Set tasks ::
1. In the poster abstract, what allows the beamline's XUV light to induce multiphoton processes? Answer in one to three sentences.
2. Rewrite the stored rows from the first one through the row containing "[269,390,359,473]", both included, replacing "photo" with "image" and leaving everything else unchanged.

Page ::
Jun 25 – 27, 2018
Stockholm, Alba Nova
Europe/Stockholm timezone

Electron-Ion covariance mapping of molecules in a double velocity map imaging spectrometer utilizing intense XUV pulse trains

Jun 25, 2018, 5:00 PM
2h
Board: 53
Contributed poster Poster session

Speaker

Jan Lahl (Lund University)

Description

Intense extreme ultraviolet (XUV) light generated in a high-order harmonic generation (HHG) process or delivered by a Free Electron Laser (FEL) allows the investigation of multiphoton ionization processes on a femtosecond timescale in the gas phase$^{1,2}$. The investigation of the underlying ionization and fragmentation processes can be facilitated by obtaining the correlated momentum information of all photoionization products. One method to retrieve this correlation information is covariance mapping, especially in high count rate scenarios$^3$. Various detection schemes utilizing velocity map imaging (VMI) or time-of-flight (TOF) spectroscopy have been demonstrated to gather correlated ion and electron momentum information$^4$.

The Intense XUV beamline at the Lund Laser Centre features a double velocity map imaging spectrometer (DVMIS) for investigation of angularly resolved ion-electron momentum covariance of photoionized molecules using intense XUV attosecond pulse trains (APT)$^5$. The XUV pulses are produced via high-order harmonic generation driven by a Terawatt infrared laser system in a loose focussing geometry. This enables the generation of XUV light with photon energies up to 60 eV and with pulse energies in the µJ regime, which allows to induce multiphoton processes$^6$.

Stored records
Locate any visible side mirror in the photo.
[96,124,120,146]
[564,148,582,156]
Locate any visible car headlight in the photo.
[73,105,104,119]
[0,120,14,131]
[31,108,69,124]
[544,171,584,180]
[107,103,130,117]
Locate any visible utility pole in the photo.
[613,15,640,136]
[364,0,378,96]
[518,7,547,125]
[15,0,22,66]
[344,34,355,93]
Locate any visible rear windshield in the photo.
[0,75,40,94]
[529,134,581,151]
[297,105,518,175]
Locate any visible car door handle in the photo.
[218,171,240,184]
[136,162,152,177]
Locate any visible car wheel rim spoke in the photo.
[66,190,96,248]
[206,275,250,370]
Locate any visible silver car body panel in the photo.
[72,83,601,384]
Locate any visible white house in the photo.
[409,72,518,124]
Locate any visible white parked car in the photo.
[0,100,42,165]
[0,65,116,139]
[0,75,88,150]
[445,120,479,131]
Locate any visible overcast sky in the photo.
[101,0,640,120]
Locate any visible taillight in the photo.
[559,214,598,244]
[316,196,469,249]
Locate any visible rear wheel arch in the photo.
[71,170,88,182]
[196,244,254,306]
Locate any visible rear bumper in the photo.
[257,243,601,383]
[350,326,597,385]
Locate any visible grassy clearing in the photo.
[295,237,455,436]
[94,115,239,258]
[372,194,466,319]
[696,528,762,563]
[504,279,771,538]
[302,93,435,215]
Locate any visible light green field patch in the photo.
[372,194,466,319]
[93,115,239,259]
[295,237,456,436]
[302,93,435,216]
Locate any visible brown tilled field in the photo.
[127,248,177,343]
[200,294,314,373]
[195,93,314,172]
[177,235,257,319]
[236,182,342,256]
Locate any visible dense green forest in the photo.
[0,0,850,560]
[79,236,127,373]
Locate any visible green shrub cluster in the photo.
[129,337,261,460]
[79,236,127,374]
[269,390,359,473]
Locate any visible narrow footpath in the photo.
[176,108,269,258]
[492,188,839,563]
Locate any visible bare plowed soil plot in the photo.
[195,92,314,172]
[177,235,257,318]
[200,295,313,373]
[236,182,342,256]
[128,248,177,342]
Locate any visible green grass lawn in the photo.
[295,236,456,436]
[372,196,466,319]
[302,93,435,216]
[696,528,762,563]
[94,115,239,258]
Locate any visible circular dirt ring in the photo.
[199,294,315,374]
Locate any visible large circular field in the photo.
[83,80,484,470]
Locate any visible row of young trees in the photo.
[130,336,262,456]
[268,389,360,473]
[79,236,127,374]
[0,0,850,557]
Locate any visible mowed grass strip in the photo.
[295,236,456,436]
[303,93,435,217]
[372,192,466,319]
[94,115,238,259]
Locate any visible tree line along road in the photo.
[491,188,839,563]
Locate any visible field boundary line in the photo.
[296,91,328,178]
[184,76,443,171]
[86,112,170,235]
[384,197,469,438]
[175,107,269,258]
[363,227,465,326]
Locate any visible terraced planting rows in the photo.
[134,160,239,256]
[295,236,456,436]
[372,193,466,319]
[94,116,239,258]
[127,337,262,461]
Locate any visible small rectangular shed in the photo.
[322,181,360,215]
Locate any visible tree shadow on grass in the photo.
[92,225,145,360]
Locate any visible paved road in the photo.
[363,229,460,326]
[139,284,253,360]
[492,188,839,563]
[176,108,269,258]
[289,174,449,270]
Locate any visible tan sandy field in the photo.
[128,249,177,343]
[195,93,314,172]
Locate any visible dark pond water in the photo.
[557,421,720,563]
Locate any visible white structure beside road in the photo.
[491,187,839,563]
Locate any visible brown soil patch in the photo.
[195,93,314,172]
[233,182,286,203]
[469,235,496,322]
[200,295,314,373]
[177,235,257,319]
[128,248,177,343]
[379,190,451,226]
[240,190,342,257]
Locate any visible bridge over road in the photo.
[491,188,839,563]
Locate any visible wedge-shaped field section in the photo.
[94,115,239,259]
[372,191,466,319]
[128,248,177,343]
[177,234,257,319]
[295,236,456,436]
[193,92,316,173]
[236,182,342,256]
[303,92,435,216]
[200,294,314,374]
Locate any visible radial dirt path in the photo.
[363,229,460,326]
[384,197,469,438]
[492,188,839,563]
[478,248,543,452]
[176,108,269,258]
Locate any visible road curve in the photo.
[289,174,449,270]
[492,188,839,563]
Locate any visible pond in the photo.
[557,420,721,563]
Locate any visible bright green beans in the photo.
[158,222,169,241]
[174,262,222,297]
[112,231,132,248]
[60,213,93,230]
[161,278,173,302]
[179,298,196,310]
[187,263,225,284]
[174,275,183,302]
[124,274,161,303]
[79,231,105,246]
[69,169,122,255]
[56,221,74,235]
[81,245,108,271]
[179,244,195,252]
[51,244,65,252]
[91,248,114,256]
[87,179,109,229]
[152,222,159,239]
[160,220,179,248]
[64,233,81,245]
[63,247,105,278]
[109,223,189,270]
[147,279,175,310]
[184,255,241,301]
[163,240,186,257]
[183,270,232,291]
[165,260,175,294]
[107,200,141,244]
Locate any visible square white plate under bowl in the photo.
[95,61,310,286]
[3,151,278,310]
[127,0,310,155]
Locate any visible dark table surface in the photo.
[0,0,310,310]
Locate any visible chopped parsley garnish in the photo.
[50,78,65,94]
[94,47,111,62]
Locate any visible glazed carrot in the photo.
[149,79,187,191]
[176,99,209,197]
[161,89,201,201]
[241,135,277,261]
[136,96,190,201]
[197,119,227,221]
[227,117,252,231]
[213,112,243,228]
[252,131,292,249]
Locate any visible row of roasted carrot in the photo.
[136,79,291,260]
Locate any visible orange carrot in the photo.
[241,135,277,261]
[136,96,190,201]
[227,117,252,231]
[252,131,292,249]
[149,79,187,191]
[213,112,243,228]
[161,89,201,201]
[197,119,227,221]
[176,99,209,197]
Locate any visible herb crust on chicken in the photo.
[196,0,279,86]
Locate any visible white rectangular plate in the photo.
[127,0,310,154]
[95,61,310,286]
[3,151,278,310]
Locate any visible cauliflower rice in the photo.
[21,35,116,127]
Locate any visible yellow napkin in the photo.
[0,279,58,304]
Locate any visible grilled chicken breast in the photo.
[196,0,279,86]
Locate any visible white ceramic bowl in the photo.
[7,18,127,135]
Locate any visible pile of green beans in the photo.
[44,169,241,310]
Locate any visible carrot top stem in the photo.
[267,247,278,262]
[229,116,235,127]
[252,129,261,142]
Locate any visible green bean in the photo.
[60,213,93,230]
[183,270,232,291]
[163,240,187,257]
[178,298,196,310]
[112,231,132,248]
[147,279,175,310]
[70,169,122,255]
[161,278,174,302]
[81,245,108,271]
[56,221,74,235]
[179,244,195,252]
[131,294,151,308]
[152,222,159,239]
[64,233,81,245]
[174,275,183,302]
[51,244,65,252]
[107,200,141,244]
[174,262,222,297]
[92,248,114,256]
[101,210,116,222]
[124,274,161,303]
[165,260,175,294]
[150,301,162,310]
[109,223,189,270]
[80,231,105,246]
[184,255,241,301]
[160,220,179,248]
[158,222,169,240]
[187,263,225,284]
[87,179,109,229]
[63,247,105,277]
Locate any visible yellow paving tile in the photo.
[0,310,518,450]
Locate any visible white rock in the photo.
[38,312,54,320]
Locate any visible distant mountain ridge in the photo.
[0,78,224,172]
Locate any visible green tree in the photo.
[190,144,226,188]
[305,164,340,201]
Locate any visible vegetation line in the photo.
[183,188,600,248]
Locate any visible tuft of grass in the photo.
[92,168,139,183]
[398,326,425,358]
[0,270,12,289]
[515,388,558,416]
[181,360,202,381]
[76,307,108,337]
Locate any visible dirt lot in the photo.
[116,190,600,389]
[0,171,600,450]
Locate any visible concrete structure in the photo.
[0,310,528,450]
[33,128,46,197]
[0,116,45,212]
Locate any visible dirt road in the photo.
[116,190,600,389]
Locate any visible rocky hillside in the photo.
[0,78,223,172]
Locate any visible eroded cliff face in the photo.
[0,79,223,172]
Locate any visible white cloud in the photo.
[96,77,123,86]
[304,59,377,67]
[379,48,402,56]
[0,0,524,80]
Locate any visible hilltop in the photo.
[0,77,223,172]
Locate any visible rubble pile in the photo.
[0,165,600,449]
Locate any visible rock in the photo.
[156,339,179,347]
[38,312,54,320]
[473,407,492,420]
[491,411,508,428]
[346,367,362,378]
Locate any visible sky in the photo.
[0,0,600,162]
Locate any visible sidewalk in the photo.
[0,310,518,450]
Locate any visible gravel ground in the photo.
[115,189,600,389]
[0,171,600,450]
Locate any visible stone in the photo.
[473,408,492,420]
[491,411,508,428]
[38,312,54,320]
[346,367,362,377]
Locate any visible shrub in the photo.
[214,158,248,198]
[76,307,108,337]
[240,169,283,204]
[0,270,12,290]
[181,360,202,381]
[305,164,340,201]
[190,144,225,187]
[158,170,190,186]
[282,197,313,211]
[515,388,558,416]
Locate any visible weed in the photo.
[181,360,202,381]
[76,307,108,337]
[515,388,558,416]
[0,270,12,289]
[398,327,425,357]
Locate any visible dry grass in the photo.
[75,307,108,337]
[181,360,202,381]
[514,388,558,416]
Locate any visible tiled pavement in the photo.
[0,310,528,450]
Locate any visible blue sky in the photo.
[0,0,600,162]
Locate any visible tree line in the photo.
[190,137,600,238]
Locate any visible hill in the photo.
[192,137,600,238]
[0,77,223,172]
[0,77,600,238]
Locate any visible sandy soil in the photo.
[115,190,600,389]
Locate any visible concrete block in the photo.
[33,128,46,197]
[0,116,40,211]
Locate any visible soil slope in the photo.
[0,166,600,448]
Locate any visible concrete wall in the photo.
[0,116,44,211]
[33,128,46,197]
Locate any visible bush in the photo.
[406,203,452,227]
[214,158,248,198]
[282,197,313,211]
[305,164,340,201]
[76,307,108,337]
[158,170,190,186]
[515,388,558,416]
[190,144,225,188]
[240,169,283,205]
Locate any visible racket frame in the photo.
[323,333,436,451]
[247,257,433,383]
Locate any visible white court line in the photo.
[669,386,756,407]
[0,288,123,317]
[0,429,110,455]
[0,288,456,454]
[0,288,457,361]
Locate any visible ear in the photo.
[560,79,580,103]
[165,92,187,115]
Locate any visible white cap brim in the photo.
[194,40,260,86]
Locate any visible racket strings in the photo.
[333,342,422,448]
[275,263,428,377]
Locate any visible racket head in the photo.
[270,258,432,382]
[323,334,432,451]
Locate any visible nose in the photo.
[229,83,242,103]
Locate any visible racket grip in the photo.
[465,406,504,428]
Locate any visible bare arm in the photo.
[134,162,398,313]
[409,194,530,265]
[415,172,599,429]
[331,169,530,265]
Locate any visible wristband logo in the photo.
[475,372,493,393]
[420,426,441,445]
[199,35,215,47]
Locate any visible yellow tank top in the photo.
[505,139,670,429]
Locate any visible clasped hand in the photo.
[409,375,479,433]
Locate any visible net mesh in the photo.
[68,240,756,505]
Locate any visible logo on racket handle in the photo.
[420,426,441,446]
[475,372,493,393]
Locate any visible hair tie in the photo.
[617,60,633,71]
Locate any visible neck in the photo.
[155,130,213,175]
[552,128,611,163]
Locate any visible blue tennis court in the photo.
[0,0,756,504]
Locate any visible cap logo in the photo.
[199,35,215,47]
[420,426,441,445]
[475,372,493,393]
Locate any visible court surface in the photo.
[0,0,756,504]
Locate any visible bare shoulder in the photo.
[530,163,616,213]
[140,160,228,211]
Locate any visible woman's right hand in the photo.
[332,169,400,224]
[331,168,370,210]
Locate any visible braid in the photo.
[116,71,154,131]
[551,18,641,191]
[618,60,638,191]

Answers in order ::
1. The XUV pulses come from high-order harmonic generation driven by a Terawatt infrared laser system in a loose focussing geometry. This produces XUV light with photon energies up to 60 eV and pulse energies in the µJ regime. Those photon and pulse energies are what allow the light to induce multiphoton processes.

2.
Locate any visible side mirror in the image.
[96,124,120,146]
[564,148,582,156]
Locate any visible car headlight in the image.
[73,105,104,119]
[0,120,14,131]
[31,108,69,124]
[544,171,584,180]
[107,103,130,117]
Locate any visible utility pole in the image.
[613,15,640,136]
[364,0,378,96]
[518,7,547,125]
[15,0,22,66]
[344,34,355,93]
Locate any visible rear windshield in the image.
[0,75,40,94]
[529,134,581,151]
[297,105,518,175]
Locate any visible car door handle in the image.
[218,171,240,184]
[136,162,152,177]
Locate any visible car wheel rim spoke in the image.
[66,190,96,248]
[206,275,250,370]
Locate any visible silver car body panel in the image.
[72,83,601,384]
Locate any visible white house in the image.
[409,72,518,124]
Locate any visible white parked car in the image.
[0,100,42,165]
[0,65,116,139]
[0,75,88,150]
[445,120,479,131]
Locate any visible overcast sky in the image.
[101,0,640,120]
Locate any visible taillight in the image.
[559,214,598,244]
[316,196,469,249]
Locate any visible rear wheel arch in the image.
[71,170,88,182]
[196,244,254,306]
Locate any visible rear bumper in the image.
[257,243,601,383]
[350,326,597,385]
Locate any visible grassy clearing in the image.
[295,237,455,436]
[94,115,239,258]
[372,194,466,319]
[696,528,762,563]
[504,279,771,538]
[302,93,435,215]
Locate any visible light green field patch in the image.
[372,194,466,319]
[93,115,239,259]
[295,237,456,436]
[302,93,435,216]
Locate any visible brown tilled field in the image.
[127,248,177,343]
[200,294,314,373]
[195,93,314,172]
[177,235,257,319]
[236,182,342,256]
Locate any visible dense green forest in the image.
[0,0,850,560]
[79,236,127,373]
Locate any visible green shrub cluster in the image.
[129,337,261,460]
[79,236,127,374]
[269,390,359,473]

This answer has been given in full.